**The task:**
A faithful transcription of all the entries below is needed, without the pictures.

[Saved entries]
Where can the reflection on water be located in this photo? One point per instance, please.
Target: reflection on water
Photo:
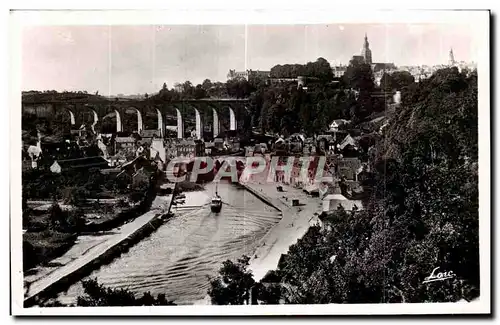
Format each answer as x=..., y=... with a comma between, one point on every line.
x=181, y=255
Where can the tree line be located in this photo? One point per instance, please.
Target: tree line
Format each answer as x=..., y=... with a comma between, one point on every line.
x=422, y=215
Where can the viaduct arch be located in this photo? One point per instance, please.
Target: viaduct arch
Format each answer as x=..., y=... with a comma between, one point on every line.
x=183, y=109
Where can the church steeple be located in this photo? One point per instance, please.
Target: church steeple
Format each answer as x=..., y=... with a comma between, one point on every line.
x=451, y=60
x=366, y=52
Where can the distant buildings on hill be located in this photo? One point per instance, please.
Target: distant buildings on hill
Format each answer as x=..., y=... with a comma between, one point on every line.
x=248, y=74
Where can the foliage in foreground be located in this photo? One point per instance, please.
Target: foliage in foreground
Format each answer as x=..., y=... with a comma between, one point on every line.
x=98, y=295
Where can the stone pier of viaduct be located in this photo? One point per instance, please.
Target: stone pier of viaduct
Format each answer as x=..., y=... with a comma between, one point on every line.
x=204, y=111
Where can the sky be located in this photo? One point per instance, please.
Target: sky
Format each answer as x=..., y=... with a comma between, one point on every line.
x=139, y=59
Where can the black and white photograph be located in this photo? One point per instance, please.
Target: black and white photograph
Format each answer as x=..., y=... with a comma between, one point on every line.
x=255, y=165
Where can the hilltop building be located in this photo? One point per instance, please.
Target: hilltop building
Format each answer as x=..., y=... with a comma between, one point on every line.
x=248, y=74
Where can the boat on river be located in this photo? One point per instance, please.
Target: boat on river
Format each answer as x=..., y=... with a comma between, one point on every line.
x=216, y=204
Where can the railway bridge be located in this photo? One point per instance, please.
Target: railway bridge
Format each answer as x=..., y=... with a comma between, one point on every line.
x=206, y=112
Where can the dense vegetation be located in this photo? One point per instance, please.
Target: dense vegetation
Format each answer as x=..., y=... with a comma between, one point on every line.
x=423, y=213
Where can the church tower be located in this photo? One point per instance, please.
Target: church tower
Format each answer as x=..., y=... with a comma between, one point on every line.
x=451, y=60
x=366, y=53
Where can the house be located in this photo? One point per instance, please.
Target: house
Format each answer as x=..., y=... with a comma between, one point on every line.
x=348, y=168
x=148, y=135
x=141, y=176
x=219, y=144
x=334, y=126
x=86, y=163
x=261, y=148
x=209, y=148
x=190, y=148
x=331, y=202
x=348, y=147
x=157, y=148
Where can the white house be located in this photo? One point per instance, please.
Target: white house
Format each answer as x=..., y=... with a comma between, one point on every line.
x=334, y=126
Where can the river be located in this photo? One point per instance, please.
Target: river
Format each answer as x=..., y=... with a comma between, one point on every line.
x=181, y=256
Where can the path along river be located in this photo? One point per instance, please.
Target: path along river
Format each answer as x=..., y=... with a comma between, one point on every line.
x=180, y=257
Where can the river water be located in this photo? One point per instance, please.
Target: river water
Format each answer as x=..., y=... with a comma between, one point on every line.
x=181, y=256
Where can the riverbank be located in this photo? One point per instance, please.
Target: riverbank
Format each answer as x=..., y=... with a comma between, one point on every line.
x=89, y=253
x=293, y=225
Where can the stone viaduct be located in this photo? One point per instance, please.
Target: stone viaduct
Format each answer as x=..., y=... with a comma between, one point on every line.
x=204, y=111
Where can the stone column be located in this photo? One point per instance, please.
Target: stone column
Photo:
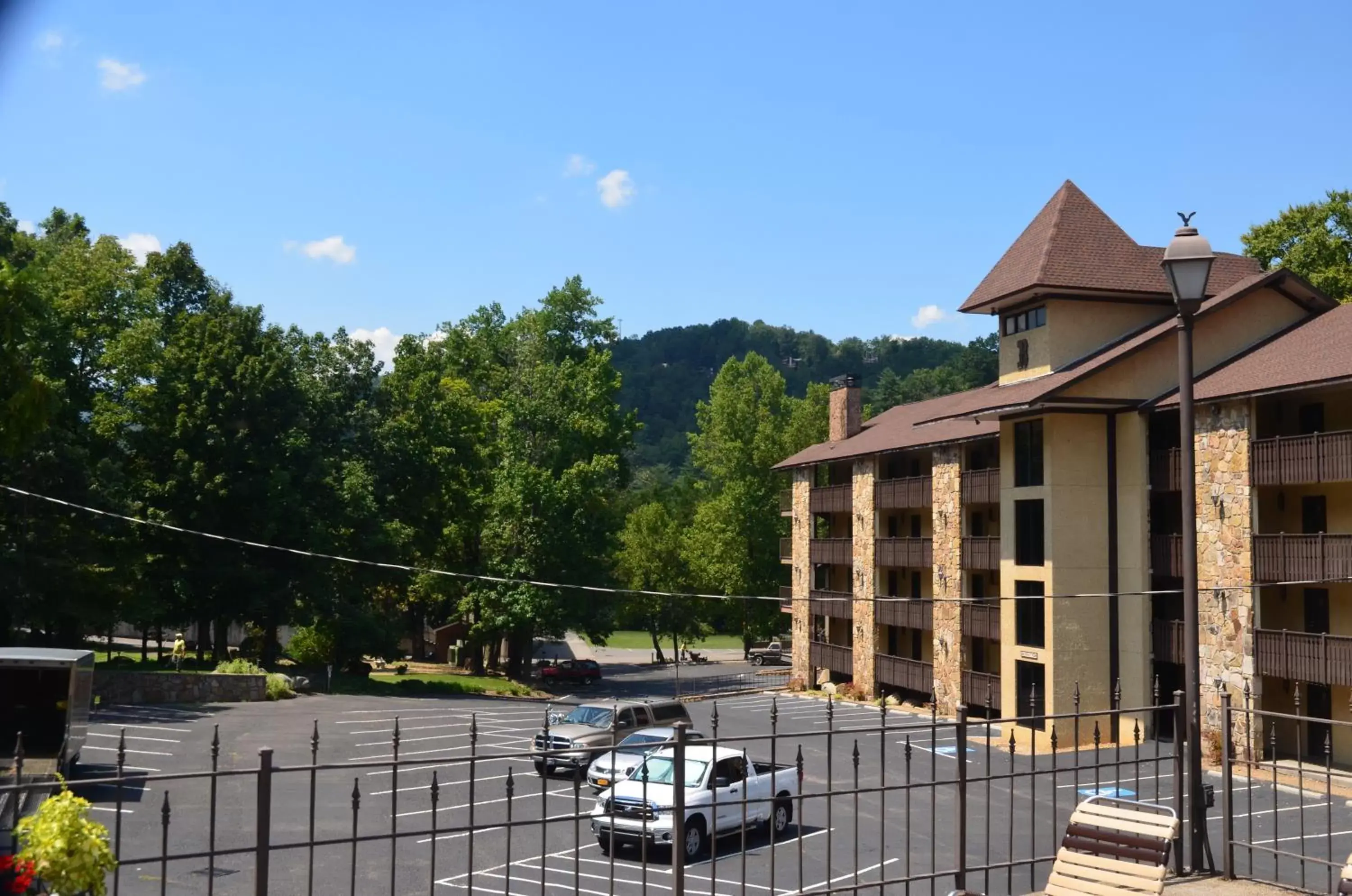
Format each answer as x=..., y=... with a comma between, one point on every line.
x=802, y=535
x=864, y=577
x=950, y=646
x=1224, y=561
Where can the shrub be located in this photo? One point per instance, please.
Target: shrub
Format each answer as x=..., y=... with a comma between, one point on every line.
x=279, y=687
x=238, y=667
x=68, y=852
x=310, y=646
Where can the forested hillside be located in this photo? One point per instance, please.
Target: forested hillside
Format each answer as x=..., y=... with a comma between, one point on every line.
x=666, y=372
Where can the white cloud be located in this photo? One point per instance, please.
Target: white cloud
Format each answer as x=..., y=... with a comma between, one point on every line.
x=382, y=341
x=579, y=167
x=119, y=76
x=330, y=248
x=616, y=188
x=928, y=315
x=140, y=245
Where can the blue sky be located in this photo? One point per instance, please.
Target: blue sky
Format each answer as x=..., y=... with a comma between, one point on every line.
x=828, y=167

**Answer to this problem:**
Where can the reflection on water be located in this photo? One point per instance, please.
Target: reflection on water
Photo:
Format each answer as x=..., y=... with a comma between, one point on every line.
x=181, y=255
Where can the tree line be located in this photo? One point per instance, please.
Target: tree line
Format each answer as x=..., y=... with a comma between, one point on every line.
x=422, y=215
Where can the viaduct arch be located in this photo? One point per instance, please.
Target: viaduct arch
Format each answer as x=..., y=... with a comma between, one point on every line.
x=183, y=109
Where can the church steeple be located in this photo? One point per instance, please.
Target: church steeple
Format each answer as x=..., y=... with a comma between, one point on every line.
x=451, y=60
x=366, y=52
Where can the distant buildings on hill be located in this photo? One point per instance, please.
Target: distant buildings on hill
Format each answer as x=..., y=... with a comma between, one point on every line.
x=248, y=74
Where can the foliage in foreground be located in this photo? One point per instance, please.
Target: foliage in foreground
Format each answer as x=..., y=... with a comma between, one point on every line.
x=98, y=295
Where can the stone pier of viaduct be located in this photo? One point per instance, please.
Target: stone pier of viaduct
Format each answer as x=..., y=... with a comma between, one point on every line.
x=204, y=111
Where can the sky be located in this photo? One point per instance, please.
Target: sky
Format each answer as x=..., y=... with a comma between, one point on every line.
x=139, y=59
Where can the black and white photograph be located in this photo? One point per instance, please.
Target: black and white photograph
Format each answer as x=..., y=... with a comma between, one point on every line.
x=255, y=165
Where can the hilltop building be located in this photo? One point per instance, please.
Target: hilltop building
Format each answer as x=..., y=... with a comma between, one point on every line.
x=248, y=74
Where can the boat on river be located in this photo? One point per instance, please.
Target: boat on river
Format each answer as x=..., y=... with a comma between, one point on every line.
x=216, y=204
Where can the railway bridge be located in this photo? One point per instance, please.
Target: railway bridge
Format each answer as x=..., y=... with a comma between, one point on every line.
x=206, y=112
Where can the dense vegetation be located in this photo? One point per instance, please.
Target: dense vegetation
Format each answer as x=..., y=... with a comma between, one point on every line.
x=423, y=213
Where can the church tower be located in this photo? One point per instance, please.
Target: church tower
Format each answer as x=..., y=... with a comma between, one point on every line.
x=451, y=60
x=366, y=53
Where can the house be located in this photo? One point per instance, please.
Target: house
Format each answer as x=..., y=... with a comma between, one point on every line.
x=348, y=168
x=148, y=135
x=141, y=176
x=219, y=144
x=334, y=126
x=86, y=163
x=261, y=148
x=209, y=148
x=190, y=148
x=331, y=202
x=348, y=147
x=157, y=148
Where can the white house be located in this photo? One point per instance, please.
Target: white house
Format each answer as x=..., y=... with a comma between, one point on every line.
x=334, y=126
Where can the river be located in this photo? One point per instance, please.
Target: river
Format each answer as x=..., y=... with a comma between, one point on every line.
x=181, y=256
Where can the path along river be located in this photo? One point per instance, please.
Target: path along river
Format each answer as x=..., y=... with a comma between, one point on every line.
x=180, y=257
Where can the river water be located in this photo? One point per instance, please.
Target: river water
Format each answer as x=..., y=... with a comma between, one point on every line.
x=181, y=256
Where can the riverbank be located in this photo? One point per instance, please.
Target: riverbank
Format each answer as x=..., y=... with a comma between, one point on every line.
x=89, y=253
x=293, y=225
Where can the stone viaduct be located in this photo? One point per instance, please.
Target: stone viaduct
Format each answer as x=..., y=... with a comma between, one point on every line.
x=204, y=111
Where can the stone column be located in this photo? One point per instance, please.
Target: stone column
Photo:
Format each answer as x=..., y=... with a comma between, one point on every line.
x=802, y=535
x=864, y=577
x=950, y=646
x=1224, y=561
Where can the shrub be located in this photo? One point per instance, please.
Target: shrub
Format each answer as x=..., y=... with a comma between, one point on every line.
x=279, y=687
x=238, y=667
x=68, y=852
x=310, y=646
Where can the forested hillside be located in this photo? One point per instance, please.
Target: forested hillside
Format each answer as x=..., y=... with a comma between, one point on every line.
x=666, y=372
Where can the white cloud be located in this photo? One point per instance, please.
Target: white cloud
Format each answer as x=..., y=... with a comma between, one point on every line.
x=382, y=341
x=579, y=167
x=119, y=76
x=330, y=248
x=616, y=188
x=928, y=315
x=140, y=245
Where can the blue sky be located in this photo? One point per instance, please.
Target: blue sky
Format each answer as x=..., y=... with a comma between, one point on every line.
x=828, y=167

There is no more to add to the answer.